**Work required**
Please write out the whole report below on lymphovascular invasion and renal cell carcinoma surgery, word for word.

**Source text**

+++

Lymphovascular invasion (LVI) is associated with increased mortality risk among patients undergoing surgery for nonmetastatic renal cell carcinoma (RCC), recent study findings suggest.
The 5-year overall survival (OS) rate was significantly lower in the LVI than no-LVI group (65% vs 86%), a team led by Firas Abdollah, MD, of Vattikuti Urology Institute for Outcomes Research, Analytics, and Evaluation at Henry Ford Hospital in Detroit, Michigan, reported in Urologic Oncology. The 5-year OS rate for patients with LVI vs no LVI was 64% vs 78% among pN0 patients, 31% vs 41% among pN1 patients, and 69% vs 87% among pNx patients.
Compared with patients without LVI, those with LVI had a significant 36% increased risk for death after adjusting for multiple variables. Those with LVI and pN0 disease also had a significant 36% increased risk for death, and patients with LVI and pNx disease had a significant 46% increased risk. Patients with LVI and pN1 disease had a non-significant 18% higher risk.
“Our findings are the first, to our best knowledge, to illustrate the clear detrimental impact of LVI on OS in surgically treated RCC patients,” Dr Abdollah and colleagues concluded. “These findings might be useful in postoperative patient counseling and need to be accounted for when designing future clinical trials.”

+++

**Data provided**

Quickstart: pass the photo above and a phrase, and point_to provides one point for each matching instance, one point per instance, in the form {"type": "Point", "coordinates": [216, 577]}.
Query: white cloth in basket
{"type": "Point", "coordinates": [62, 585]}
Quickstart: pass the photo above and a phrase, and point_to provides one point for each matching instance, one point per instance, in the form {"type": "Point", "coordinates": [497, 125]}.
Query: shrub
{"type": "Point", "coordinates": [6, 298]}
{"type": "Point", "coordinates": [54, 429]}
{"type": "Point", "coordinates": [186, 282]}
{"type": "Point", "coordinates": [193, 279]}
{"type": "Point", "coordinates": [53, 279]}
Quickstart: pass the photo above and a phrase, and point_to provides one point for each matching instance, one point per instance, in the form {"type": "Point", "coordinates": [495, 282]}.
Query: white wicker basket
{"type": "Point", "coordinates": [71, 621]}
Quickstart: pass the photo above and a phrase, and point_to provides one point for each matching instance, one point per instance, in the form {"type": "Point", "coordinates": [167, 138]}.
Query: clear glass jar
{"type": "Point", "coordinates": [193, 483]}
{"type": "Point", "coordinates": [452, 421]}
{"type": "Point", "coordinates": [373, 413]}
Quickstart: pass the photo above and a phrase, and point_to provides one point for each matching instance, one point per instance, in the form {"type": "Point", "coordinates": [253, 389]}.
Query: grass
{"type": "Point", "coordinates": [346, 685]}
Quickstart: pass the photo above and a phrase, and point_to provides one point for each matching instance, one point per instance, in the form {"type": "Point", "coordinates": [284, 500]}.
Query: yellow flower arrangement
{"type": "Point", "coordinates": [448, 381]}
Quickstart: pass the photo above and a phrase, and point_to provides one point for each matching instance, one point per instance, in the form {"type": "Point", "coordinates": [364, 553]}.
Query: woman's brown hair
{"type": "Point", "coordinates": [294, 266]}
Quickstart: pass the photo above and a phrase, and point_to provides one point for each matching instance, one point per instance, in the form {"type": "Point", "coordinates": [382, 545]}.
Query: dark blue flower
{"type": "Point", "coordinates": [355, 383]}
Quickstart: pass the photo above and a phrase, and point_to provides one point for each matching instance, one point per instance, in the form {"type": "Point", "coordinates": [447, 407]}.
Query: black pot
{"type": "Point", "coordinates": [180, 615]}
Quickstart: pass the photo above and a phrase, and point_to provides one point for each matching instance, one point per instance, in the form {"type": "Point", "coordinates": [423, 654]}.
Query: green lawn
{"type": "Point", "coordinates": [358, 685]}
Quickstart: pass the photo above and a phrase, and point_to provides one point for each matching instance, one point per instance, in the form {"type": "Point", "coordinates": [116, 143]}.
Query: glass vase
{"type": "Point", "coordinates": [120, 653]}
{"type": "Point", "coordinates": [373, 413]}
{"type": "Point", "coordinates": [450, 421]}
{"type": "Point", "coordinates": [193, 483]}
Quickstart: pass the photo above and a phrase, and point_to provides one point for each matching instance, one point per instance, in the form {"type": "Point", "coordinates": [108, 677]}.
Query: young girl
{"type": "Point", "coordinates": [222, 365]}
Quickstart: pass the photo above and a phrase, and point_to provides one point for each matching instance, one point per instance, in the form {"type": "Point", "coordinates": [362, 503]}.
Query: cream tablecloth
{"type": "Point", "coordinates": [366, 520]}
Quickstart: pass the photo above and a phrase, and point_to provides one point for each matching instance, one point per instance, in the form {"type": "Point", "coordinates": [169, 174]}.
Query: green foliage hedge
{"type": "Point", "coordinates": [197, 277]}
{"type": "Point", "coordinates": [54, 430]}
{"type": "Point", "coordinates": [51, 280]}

+++

**Result of the task**
Lymphovascular invasion (LVI) is associated with increased mortality risk among patients undergoing surgery for nonmetastatic renal cell carcinoma (RCC), recent study findings suggest.
The 5-year overall survival (OS) rate was significantly lower in the LVI than no-LVI group (65% vs 86%), a team led by Firas Abdollah, MD, of Vattikuti Urology Institute for Outcomes Research, Analytics, and Evaluation at Henry Ford Hospital in Detroit, Michigan, reported in Urologic Oncology. The 5-year OS rate for patients with LVI vs no LVI was 64% vs 78% among pN0 patients, 31% vs 41% among pN1 patients, and 69% vs 87% among pNx patients.
Compared with patients without LVI, those with LVI had a significant 36% increased risk for death after adjusting for multiple variables. Those with LVI and pN0 disease also had a significant 36% increased risk for death, and patients with LVI and pNx disease had a significant 46% increased risk. Patients with LVI and pN1 disease had a non-significant 18% higher risk.
“Our findings are the first, to our best knowledge, to illustrate the clear detrimental impact of LVI on OS in surgically treated RCC patients,” Dr Abdollah and colleagues concluded. “These findings might be useful in postoperative patient counseling and need to be accounted for when designing future clinical trials.”